**Provided records:**
------------------------------------------------------------
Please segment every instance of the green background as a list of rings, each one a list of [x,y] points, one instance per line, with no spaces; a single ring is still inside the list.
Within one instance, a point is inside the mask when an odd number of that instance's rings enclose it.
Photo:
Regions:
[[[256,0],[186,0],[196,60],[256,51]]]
------------------------------------------------------------
**Objective:** Please render the rows above as a numbered list, leaving out any blank lines.

**Complete answer:**
1. Please segment every instance of the green background as a list of rings, each one a list of [x,y] points, one instance per line, with no spaces; a single ring is still inside the list.
2. Within one instance, a point is inside the mask when an odd number of that instance's rings enclose it.
3. Photo:
4. Regions:
5. [[[256,0],[186,0],[196,60],[256,51]]]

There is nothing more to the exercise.